JOB ITEM - Render everything from the beginning of the material down to and including the line that contains "box: [116, 18, 143, 52]" as a JSON list of strings, with one string per line and blank lines omitted.

====

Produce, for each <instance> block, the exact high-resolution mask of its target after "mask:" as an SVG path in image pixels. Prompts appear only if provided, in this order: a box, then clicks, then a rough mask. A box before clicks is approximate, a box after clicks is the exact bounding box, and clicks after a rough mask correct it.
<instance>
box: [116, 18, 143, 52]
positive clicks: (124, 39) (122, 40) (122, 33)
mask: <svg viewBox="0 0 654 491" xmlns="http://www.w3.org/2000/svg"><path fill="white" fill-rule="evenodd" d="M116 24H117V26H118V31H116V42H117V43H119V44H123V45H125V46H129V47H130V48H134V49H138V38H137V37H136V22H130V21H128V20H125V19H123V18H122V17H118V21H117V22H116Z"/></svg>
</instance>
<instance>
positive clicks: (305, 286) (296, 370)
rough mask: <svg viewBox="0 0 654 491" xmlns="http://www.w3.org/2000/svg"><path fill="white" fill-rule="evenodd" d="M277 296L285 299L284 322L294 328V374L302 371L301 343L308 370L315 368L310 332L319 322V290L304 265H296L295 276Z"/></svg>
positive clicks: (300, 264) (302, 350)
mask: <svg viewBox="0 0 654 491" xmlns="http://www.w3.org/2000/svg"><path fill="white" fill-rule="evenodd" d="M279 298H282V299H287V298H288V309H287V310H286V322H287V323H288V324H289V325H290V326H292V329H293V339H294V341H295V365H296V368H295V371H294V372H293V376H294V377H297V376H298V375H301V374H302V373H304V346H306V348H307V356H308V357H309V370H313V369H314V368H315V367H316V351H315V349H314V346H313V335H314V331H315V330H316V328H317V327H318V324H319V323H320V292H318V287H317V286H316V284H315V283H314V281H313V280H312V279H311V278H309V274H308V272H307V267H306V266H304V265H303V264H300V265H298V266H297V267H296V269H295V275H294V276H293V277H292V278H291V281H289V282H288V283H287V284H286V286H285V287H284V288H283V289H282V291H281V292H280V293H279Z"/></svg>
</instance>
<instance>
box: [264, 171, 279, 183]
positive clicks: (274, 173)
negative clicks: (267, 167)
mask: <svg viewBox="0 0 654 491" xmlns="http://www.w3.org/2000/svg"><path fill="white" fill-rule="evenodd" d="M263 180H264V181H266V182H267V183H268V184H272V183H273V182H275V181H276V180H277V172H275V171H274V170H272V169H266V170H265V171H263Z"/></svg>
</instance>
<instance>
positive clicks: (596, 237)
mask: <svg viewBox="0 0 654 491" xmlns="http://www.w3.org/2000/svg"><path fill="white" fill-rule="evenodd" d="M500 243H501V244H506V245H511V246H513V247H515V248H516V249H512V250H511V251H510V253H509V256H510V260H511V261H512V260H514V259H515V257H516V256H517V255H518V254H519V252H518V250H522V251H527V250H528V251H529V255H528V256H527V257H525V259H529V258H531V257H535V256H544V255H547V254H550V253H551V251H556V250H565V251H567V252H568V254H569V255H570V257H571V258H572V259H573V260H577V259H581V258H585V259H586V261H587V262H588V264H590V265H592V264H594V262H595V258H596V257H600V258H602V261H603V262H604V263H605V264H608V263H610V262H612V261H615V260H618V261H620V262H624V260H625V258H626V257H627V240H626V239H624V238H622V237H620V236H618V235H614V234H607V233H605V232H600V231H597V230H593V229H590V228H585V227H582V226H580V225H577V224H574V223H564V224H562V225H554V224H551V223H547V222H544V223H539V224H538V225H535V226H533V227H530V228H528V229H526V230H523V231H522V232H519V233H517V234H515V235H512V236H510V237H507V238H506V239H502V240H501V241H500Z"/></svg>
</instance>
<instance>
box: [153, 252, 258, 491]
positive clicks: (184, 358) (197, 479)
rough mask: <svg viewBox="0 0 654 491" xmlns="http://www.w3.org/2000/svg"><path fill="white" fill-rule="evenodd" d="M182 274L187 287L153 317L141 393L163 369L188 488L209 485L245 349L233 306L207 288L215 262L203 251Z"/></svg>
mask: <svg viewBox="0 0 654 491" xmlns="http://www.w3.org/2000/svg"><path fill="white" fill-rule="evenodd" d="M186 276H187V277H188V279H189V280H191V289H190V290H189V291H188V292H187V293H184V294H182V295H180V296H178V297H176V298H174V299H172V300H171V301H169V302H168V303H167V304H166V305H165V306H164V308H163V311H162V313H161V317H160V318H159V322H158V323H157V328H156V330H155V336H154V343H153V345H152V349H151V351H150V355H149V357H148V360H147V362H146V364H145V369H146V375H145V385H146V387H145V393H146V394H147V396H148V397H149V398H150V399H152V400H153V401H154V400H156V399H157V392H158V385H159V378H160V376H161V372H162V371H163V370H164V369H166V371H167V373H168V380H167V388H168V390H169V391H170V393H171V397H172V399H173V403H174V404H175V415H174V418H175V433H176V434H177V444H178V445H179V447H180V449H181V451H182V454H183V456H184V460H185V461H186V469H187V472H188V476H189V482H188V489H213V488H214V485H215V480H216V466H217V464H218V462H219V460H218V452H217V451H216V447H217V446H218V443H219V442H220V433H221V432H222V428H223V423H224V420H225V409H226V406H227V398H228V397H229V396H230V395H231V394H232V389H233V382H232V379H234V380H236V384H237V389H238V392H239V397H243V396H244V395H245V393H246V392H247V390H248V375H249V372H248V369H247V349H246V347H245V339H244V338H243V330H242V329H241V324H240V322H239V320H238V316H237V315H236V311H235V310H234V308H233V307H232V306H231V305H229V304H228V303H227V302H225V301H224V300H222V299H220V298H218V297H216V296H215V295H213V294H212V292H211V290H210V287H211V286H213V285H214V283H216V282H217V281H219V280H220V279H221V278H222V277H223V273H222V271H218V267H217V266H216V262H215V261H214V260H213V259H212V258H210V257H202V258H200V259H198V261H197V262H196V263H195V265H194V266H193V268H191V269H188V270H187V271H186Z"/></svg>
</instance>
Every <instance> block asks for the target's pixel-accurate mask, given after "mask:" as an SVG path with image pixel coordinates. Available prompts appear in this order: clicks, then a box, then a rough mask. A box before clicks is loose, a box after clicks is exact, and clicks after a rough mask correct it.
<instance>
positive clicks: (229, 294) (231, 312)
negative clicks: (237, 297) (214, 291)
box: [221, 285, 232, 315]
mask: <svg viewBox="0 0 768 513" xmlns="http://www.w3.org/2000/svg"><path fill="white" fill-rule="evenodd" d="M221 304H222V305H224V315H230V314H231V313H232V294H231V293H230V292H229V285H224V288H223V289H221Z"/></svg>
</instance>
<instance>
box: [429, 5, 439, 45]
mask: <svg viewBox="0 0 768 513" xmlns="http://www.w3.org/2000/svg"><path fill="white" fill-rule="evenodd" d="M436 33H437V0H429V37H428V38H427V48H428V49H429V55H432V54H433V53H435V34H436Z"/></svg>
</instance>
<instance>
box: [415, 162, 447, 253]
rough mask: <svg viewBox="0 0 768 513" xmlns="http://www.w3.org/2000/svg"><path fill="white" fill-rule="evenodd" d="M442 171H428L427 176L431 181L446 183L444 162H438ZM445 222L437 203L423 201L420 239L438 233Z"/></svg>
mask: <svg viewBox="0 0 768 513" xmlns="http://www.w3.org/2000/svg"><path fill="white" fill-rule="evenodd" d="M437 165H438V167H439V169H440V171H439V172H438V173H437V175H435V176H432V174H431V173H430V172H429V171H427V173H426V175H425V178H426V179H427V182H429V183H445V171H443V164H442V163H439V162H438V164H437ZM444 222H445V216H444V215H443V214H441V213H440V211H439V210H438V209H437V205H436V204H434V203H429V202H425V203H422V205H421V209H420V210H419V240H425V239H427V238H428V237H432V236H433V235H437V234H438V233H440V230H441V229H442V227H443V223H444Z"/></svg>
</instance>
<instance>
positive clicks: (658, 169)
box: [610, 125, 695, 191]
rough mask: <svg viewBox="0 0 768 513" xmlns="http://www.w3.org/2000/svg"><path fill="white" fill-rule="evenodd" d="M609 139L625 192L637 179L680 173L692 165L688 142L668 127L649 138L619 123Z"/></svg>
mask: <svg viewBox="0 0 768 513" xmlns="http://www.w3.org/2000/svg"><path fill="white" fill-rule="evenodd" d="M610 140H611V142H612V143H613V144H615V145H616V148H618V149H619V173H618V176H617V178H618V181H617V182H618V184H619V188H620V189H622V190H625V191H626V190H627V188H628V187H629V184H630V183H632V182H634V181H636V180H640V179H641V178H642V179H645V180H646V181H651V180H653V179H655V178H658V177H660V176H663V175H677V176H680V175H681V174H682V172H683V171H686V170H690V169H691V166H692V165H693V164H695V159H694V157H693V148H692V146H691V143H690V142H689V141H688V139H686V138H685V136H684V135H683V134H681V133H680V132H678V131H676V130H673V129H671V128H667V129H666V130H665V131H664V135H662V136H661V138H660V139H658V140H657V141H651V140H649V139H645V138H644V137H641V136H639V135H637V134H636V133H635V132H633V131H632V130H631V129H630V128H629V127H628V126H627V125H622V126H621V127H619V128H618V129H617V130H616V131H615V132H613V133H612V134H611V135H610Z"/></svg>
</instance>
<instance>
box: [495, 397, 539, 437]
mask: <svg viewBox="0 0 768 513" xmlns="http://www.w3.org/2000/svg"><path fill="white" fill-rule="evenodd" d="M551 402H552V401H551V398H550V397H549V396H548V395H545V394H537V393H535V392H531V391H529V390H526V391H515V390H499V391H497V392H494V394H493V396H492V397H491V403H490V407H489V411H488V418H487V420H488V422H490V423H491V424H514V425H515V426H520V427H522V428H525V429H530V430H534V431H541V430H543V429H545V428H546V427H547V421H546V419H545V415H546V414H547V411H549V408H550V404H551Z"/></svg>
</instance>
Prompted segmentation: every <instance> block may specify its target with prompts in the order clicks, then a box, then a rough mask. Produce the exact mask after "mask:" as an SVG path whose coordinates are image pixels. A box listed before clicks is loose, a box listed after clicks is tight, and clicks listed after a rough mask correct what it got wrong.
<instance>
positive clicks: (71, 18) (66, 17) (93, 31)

====

EXERCISE SOLUTION -
[
  "Produce, for each <instance> block, the exact high-resolution mask of its target after \"mask:\" as an SVG path in image pixels. Prompts appear only if provided, in this order: a box, then clicks, then a rough mask. A box before clicks is approximate, a box after clicks is the exact bounding box, and clicks after a rough mask correct it.",
  "<instance>",
  "box: [116, 18, 143, 52]"
]